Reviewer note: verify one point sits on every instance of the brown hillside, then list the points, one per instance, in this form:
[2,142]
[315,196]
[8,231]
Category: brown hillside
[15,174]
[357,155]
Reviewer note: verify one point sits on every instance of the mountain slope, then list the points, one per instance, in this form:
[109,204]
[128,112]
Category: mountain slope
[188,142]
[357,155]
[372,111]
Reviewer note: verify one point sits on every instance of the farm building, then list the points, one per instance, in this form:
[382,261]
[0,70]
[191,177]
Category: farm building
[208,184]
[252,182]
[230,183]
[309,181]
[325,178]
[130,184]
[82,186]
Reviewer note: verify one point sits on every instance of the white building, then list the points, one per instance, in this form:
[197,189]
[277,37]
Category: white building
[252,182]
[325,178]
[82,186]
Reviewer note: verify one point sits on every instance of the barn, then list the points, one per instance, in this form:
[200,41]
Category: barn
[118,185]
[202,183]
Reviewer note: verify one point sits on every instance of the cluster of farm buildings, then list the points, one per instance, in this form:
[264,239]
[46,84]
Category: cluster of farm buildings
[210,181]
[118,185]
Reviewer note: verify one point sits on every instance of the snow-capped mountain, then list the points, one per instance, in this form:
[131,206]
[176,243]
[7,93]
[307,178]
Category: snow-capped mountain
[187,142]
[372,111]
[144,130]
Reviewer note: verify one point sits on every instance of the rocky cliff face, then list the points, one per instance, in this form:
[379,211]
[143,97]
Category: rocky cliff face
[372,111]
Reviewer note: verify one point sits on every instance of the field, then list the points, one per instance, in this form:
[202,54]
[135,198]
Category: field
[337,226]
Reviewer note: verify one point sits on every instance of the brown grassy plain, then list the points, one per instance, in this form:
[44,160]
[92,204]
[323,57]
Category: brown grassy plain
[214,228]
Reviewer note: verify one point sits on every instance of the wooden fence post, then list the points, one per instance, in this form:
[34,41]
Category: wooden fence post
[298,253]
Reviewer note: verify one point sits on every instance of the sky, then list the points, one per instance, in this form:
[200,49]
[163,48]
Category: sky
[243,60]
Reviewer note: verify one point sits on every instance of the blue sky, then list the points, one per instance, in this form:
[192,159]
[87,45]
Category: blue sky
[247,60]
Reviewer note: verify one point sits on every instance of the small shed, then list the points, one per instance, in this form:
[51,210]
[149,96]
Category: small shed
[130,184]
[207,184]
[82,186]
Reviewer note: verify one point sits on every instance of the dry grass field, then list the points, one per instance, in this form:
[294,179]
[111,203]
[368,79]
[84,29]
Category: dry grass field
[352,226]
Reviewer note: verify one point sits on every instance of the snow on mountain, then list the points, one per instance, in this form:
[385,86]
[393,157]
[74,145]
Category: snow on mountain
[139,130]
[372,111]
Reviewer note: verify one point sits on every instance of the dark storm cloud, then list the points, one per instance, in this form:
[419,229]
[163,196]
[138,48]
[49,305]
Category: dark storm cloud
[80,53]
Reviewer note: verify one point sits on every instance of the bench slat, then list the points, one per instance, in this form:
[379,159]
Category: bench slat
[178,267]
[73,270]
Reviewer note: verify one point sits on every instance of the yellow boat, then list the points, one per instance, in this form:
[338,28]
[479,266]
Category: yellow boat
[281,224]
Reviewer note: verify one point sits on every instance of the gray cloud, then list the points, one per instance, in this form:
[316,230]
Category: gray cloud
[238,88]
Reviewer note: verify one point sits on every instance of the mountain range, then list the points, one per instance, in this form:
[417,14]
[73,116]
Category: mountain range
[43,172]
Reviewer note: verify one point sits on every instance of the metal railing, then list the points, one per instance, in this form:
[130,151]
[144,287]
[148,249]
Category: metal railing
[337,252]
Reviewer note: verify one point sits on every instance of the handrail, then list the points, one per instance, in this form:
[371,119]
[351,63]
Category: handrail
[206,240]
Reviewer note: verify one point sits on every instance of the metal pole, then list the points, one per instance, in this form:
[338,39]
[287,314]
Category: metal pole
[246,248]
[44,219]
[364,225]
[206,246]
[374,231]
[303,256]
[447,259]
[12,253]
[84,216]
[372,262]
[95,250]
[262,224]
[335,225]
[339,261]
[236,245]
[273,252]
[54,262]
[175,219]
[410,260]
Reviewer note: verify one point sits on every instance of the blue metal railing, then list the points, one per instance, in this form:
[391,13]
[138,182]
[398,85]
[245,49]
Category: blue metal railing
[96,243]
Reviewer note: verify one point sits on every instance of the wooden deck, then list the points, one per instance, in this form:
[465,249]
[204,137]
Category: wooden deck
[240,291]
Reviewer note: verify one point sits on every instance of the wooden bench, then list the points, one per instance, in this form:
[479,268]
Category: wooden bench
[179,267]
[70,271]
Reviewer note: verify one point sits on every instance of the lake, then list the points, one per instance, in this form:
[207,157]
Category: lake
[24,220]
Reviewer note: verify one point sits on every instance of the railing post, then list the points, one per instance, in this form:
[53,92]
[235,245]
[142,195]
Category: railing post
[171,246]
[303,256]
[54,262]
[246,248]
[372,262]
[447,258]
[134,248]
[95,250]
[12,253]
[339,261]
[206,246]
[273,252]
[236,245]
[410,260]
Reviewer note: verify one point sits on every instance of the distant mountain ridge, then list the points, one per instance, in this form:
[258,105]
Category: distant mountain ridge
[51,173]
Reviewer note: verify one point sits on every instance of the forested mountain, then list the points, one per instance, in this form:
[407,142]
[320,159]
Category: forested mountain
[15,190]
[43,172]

■ WHAT YOU HAVE TO DO
Each line must be given again exactly as written above.

■ TASK RESULT
Reviewer note: verify one point sits on every instance of the brown hillside, then list the points, one per instance, in this form:
[2,142]
[315,196]
[8,231]
Category: brown hillside
[15,174]
[357,155]
Reviewer note: verify one point sits on every instance of the mountain slope, then list the points, one per instance, in this form:
[109,204]
[128,112]
Category: mountain slope
[188,142]
[357,155]
[372,111]
Reviewer note: verify one point sits on every instance of the farm building, then list the points, one per instance, in this form:
[382,261]
[0,70]
[191,177]
Category: farm building
[208,184]
[252,182]
[230,183]
[309,181]
[325,178]
[130,184]
[82,186]
Reviewer note: verify one point sits on every instance of the white building, then list the points, one per instance, in this form:
[197,189]
[277,37]
Category: white building
[252,182]
[325,178]
[82,186]
Reviewer note: verify one point sits on every instance of the barn, then list the points, one per instance, in this form:
[200,41]
Category: barn
[118,185]
[202,183]
Reviewer note: verify one point sits on every instance of the cluster of farm buildings, then list the points, one per instance, in this form:
[264,239]
[46,84]
Category: cluster of farm buildings
[210,181]
[118,185]
Reviewer note: verify one point sits on every instance of the snow-capped mountain, then list the points, one per instance, in this form:
[131,206]
[176,243]
[7,93]
[307,178]
Category: snow-capped mountain
[187,142]
[372,111]
[144,130]
Reviewer note: verify one point sits on every instance of the rocky cliff face, then list the points, one per instance, in this form:
[379,211]
[143,97]
Category: rocky cliff face
[372,111]
Reviewer note: verify one point sits on every instance of the field, then list the points, one per instance, in this form:
[202,54]
[135,198]
Category: field
[337,226]
Reviewer note: verify one point sits on every instance of the brown grassy plain, then list the points, one per instance, in this form:
[44,160]
[92,204]
[323,57]
Category: brown grassy plain
[214,228]
Reviewer note: verify one point sits on every instance of the wooden fence post, then list the points, one per instance, in this form:
[34,41]
Category: wooden fence post
[298,253]
Reviewer note: verify one point sits on every instance of the sky, then list the points, one per instance, in this form:
[200,49]
[163,48]
Category: sky
[243,60]
Reviewer note: verify one point sits on every instance of the blue sky, then list the points, one per instance, in this form:
[192,159]
[87,45]
Category: blue sky
[247,60]
Reviewer note: verify one point sits on every instance of the small shed, then list the points, one per instance, in this form:
[51,210]
[149,96]
Category: small shed
[130,184]
[207,184]
[82,186]
Reviewer note: verify one point sits on every instance of the dry grass field, then list the points, one per instance, in this form:
[294,179]
[111,203]
[368,79]
[84,29]
Category: dry grass field
[352,226]
Reviewer note: verify one point sits on every instance of the snow on mountain, then list the points, one per instance, in this form:
[385,86]
[393,157]
[74,145]
Category: snow on mountain
[139,130]
[372,111]
Reviewer note: verify one point sits on every instance of the dark storm cloud, then list the points, one per instance, in this form:
[419,229]
[163,196]
[138,48]
[49,305]
Category: dark storm cloud
[80,53]
Reviewer note: verify one point sits on every instance of the bench slat, then list the points, one per instance, in this form:
[379,159]
Category: bench slat
[178,267]
[73,270]
Reviewer note: verify one point sits on every instance of the yellow boat, then list the points, one per instance, in this form:
[338,28]
[479,266]
Category: yellow boat
[281,224]
Reviewer note: verify one point sits on every instance of the gray cloud, then list the points, one per instance, in this form:
[316,230]
Category: gray cloud
[238,88]
Reviewer note: verify one point sits on every instance of the mountain range, then list the points, one per instance, in this form:
[417,14]
[73,116]
Category: mountain range
[43,172]
Reviewer note: verify one point sits on every instance of the metal railing, then list the points, one per instance, in this form:
[130,151]
[144,287]
[148,249]
Category: metal railing
[337,252]
Reviewer note: verify one point sits on every instance of the handrail, then list the points, one per instance, in this form:
[371,119]
[351,63]
Category: handrail
[206,240]
Reviewer note: verify one point sits on every instance of the metal pole, then list the points, one per instance, in this form:
[338,39]
[287,314]
Category: metal pole
[246,248]
[44,219]
[364,225]
[206,246]
[374,231]
[303,256]
[447,259]
[12,253]
[84,216]
[372,262]
[95,250]
[262,224]
[335,225]
[339,261]
[236,245]
[273,252]
[54,262]
[175,219]
[410,260]
Reviewer note: verify one point sits on every instance of the blue metal railing, then list the points, one per instance, in this form:
[391,13]
[138,182]
[398,85]
[245,49]
Category: blue metal railing
[96,243]
Reviewer note: verify one point sits on every instance of the wooden deck, then list the points, one per instance, in this form:
[465,249]
[204,137]
Category: wooden deck
[240,291]
Reviewer note: verify one point sits on every instance of the wooden bench, then list the points, one per instance, in this form:
[479,268]
Category: wooden bench
[179,267]
[70,271]
Reviewer note: verify one point sits on every instance of the lake, then list the points, one per instance, in this form:
[207,157]
Category: lake
[24,220]
Reviewer note: verify one point sits on every instance of the railing post, then list the points, one per instance, in this form:
[53,92]
[235,245]
[142,195]
Category: railing post
[171,246]
[303,256]
[54,262]
[246,248]
[372,262]
[447,258]
[134,248]
[95,250]
[12,253]
[339,261]
[206,246]
[273,252]
[236,245]
[410,260]
Reviewer note: verify one point sits on every instance of the distant mountain ridge, then list the points, one per instance, in this form:
[258,105]
Category: distant mountain ridge
[51,173]
Reviewer note: verify one point sits on every instance of the forested mountain, then list the points, one per instance, in this form:
[407,142]
[320,159]
Category: forested mountain
[15,190]
[43,172]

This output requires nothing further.